Point-based annotation data:
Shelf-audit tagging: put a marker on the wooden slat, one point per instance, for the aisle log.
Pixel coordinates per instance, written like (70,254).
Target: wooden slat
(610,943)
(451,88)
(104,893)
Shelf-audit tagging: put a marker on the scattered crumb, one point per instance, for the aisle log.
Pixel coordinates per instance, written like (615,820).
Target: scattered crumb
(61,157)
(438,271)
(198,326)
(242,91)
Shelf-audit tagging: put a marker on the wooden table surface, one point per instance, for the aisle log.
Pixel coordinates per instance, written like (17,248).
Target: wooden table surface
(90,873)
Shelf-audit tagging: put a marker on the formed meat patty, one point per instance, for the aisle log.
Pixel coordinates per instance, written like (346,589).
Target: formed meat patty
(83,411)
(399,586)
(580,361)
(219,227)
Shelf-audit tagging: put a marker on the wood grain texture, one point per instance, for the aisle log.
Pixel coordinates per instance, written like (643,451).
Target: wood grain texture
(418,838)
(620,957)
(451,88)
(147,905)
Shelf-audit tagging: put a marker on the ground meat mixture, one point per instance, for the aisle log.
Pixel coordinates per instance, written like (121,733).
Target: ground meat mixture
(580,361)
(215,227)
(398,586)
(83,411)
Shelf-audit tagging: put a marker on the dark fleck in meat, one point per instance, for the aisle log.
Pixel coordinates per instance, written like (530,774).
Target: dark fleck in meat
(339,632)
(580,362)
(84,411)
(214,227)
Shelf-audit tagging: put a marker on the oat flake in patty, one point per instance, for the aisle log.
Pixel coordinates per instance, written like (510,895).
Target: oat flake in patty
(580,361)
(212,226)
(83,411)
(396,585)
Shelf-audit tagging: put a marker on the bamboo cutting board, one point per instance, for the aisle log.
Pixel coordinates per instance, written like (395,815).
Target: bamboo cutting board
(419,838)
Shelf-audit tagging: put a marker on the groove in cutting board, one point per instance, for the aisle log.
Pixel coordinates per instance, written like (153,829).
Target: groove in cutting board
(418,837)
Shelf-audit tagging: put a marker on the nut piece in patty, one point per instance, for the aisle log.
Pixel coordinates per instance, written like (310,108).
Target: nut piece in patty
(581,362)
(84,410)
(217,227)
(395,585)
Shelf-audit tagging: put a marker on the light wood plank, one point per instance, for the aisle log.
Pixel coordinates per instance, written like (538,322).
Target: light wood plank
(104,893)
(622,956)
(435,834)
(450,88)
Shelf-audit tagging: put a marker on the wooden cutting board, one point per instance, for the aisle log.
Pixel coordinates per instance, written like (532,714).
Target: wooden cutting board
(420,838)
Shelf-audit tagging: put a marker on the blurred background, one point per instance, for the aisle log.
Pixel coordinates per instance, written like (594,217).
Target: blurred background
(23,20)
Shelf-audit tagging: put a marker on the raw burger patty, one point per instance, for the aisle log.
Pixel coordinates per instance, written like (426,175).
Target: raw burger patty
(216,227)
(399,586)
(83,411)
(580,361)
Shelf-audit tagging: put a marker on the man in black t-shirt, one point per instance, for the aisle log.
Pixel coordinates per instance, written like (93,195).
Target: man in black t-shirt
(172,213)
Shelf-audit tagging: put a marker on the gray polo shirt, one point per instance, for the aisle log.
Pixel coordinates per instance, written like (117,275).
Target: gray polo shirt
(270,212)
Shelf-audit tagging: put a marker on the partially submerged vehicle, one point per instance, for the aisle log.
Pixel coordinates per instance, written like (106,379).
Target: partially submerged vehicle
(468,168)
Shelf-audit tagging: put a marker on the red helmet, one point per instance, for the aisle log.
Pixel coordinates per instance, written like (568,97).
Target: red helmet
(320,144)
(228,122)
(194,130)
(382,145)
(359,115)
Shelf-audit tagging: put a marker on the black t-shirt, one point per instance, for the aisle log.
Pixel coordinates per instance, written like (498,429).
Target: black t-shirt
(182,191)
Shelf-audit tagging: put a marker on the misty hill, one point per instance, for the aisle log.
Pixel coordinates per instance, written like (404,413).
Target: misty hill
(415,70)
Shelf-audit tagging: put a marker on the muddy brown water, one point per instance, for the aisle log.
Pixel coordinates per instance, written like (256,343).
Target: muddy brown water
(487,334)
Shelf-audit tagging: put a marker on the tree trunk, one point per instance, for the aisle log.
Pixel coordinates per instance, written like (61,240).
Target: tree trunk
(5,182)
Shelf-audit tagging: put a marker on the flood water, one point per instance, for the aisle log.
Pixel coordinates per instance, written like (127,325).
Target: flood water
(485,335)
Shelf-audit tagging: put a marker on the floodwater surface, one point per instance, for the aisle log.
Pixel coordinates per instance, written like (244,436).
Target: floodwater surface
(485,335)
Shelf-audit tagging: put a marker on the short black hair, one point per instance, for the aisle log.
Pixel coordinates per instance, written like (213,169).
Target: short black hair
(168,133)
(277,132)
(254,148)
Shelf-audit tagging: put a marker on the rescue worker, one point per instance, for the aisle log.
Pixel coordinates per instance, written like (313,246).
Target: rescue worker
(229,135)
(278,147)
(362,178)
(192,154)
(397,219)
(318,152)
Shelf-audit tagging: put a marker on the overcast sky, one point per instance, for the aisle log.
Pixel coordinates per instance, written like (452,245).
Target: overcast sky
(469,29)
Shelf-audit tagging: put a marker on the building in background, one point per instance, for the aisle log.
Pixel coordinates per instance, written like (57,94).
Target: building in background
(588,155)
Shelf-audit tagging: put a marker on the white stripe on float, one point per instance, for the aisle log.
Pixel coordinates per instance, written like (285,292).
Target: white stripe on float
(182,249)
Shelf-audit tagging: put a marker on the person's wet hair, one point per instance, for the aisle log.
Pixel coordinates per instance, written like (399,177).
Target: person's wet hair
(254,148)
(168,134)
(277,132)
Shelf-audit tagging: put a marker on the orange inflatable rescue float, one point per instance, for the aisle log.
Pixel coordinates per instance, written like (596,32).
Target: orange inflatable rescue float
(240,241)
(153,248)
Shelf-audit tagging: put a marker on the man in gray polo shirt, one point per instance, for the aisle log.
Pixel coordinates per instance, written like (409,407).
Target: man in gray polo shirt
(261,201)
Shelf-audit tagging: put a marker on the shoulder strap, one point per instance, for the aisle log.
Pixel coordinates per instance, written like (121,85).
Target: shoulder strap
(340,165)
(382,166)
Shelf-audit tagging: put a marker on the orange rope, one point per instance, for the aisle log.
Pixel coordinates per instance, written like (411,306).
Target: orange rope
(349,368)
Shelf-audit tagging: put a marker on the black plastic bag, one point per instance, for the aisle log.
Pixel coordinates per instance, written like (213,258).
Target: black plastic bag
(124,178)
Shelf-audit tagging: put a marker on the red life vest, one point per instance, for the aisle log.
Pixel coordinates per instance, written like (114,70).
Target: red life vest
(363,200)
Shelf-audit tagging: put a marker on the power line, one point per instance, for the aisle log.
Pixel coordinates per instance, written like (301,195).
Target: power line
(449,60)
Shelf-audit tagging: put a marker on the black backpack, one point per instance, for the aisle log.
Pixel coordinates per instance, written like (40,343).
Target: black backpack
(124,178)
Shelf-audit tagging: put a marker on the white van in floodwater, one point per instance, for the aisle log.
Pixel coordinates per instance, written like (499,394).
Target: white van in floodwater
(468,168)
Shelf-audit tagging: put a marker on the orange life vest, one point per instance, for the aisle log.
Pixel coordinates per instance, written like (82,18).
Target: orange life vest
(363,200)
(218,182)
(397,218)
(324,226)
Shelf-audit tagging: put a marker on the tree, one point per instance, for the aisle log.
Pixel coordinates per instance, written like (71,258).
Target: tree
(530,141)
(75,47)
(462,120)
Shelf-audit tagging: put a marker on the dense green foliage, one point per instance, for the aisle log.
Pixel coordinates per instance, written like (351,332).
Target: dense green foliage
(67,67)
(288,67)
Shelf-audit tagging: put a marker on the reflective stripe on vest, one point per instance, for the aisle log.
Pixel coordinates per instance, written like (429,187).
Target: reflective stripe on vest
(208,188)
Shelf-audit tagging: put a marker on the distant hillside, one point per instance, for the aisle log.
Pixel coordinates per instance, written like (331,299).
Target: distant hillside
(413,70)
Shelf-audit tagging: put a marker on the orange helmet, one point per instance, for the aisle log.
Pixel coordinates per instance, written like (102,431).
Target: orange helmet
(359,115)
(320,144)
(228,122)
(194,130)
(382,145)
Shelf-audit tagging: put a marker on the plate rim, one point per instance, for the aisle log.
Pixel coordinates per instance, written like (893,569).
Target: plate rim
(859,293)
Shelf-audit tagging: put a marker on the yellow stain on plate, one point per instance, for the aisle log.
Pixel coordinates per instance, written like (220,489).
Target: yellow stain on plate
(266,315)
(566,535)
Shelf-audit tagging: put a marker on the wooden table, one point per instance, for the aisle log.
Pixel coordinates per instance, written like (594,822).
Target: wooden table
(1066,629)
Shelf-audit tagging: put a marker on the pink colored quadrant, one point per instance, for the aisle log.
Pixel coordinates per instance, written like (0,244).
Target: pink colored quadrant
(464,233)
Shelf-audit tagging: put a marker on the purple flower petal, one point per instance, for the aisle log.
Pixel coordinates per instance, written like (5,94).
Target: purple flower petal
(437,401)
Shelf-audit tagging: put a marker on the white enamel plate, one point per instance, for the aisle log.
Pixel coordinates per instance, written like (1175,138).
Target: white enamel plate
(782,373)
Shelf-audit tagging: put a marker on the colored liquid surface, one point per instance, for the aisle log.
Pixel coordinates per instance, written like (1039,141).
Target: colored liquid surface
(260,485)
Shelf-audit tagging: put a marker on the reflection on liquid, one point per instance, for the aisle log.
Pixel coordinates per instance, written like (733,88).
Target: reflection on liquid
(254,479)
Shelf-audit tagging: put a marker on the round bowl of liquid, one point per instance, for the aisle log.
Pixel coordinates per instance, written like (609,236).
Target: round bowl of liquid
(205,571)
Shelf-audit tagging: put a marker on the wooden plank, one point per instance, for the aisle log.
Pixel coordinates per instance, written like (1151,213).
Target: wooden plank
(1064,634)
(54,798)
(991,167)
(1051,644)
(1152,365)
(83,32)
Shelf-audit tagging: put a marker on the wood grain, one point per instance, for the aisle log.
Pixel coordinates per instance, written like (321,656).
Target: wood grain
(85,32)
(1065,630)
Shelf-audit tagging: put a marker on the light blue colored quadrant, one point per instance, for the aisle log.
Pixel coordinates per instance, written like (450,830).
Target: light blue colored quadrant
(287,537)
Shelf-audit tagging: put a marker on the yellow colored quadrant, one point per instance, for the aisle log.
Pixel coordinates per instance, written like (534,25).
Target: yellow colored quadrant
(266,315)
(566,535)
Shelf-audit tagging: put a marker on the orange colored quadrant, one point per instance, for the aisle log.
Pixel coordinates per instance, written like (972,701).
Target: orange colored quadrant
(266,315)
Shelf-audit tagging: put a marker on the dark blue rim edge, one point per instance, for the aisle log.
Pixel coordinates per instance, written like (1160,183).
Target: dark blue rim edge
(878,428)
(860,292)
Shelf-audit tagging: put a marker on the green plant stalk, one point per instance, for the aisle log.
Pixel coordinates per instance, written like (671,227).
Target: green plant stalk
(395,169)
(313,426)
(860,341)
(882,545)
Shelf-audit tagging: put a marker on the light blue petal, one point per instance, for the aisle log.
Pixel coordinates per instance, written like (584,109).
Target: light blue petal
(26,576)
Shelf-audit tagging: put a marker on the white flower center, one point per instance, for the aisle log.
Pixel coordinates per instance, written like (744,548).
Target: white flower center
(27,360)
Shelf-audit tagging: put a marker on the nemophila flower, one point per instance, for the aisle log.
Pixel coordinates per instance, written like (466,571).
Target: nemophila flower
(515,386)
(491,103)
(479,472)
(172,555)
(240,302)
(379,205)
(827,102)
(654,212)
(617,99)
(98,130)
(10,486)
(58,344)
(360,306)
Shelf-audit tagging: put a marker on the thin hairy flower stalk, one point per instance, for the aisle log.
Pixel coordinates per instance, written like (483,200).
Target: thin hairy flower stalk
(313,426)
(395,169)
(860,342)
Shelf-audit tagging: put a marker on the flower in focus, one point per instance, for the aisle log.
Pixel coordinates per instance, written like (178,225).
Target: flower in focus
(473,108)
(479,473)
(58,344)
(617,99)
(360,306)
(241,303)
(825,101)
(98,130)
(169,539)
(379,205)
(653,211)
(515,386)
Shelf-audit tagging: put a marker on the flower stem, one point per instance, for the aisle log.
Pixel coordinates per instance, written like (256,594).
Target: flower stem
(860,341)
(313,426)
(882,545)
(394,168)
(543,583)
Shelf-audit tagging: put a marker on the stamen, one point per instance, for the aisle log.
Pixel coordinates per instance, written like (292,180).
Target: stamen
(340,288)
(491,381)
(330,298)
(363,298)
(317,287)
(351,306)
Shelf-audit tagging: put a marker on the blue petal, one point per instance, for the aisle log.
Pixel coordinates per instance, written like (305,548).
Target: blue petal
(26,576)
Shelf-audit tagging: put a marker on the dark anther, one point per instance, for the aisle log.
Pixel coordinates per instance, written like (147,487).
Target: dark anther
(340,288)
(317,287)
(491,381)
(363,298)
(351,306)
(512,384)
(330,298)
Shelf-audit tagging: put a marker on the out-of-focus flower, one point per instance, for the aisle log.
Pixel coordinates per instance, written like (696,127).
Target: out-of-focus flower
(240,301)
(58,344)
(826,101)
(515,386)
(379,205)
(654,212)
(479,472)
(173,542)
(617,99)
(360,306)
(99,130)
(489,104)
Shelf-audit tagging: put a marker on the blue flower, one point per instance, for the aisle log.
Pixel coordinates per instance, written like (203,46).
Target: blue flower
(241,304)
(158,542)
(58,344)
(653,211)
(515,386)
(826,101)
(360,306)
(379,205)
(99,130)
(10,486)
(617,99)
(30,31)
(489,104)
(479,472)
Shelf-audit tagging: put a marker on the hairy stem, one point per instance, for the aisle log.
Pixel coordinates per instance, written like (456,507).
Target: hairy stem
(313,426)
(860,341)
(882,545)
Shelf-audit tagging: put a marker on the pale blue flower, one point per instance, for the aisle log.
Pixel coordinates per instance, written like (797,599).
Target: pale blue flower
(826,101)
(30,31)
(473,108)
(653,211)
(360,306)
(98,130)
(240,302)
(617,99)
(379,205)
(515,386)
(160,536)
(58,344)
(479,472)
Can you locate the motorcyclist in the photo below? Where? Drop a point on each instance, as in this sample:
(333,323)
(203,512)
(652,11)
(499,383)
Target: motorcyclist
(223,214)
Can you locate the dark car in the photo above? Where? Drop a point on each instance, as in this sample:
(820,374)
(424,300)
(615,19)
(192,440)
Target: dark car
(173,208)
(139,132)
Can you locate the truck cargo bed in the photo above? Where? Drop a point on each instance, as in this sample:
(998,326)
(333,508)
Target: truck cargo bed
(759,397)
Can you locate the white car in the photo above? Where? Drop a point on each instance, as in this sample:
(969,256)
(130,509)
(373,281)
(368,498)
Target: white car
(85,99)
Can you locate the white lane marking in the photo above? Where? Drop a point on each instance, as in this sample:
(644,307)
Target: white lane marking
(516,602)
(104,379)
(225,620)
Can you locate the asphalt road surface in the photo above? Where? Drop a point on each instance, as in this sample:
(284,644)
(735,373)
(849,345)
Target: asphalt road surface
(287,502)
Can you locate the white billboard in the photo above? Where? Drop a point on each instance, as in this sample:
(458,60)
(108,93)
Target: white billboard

Exercise description » Repeat exactly the lines from the line containing "Can you locate the truck" through the end of the listing above; both boundary lines are part of the output.

Solved problem »
Can you locate the truck cargo bed in the photo above? Where? Drop a point on each instance, as in this sample:
(998,326)
(333,508)
Target: truck cargo bed
(759,397)
Can you locate the white car in the photo above? Where? Drop a point on each instance, as in this sample:
(969,256)
(130,509)
(373,281)
(368,498)
Target: white car
(85,99)
Can you locate the white lane marking in the photo above? Where? Drop a point on each instance, as in this sample:
(644,307)
Target: white lane marking
(516,602)
(104,379)
(225,620)
Can you locate the asphalt road surface in the photo above? Where? Drop a point on each instance, as in this sample:
(284,644)
(735,373)
(849,345)
Target: asphalt road surface
(287,502)
Can you locate the white billboard in the photo above? Where? Drop a point on each instance, as in this sample:
(458,60)
(108,93)
Target: white billboard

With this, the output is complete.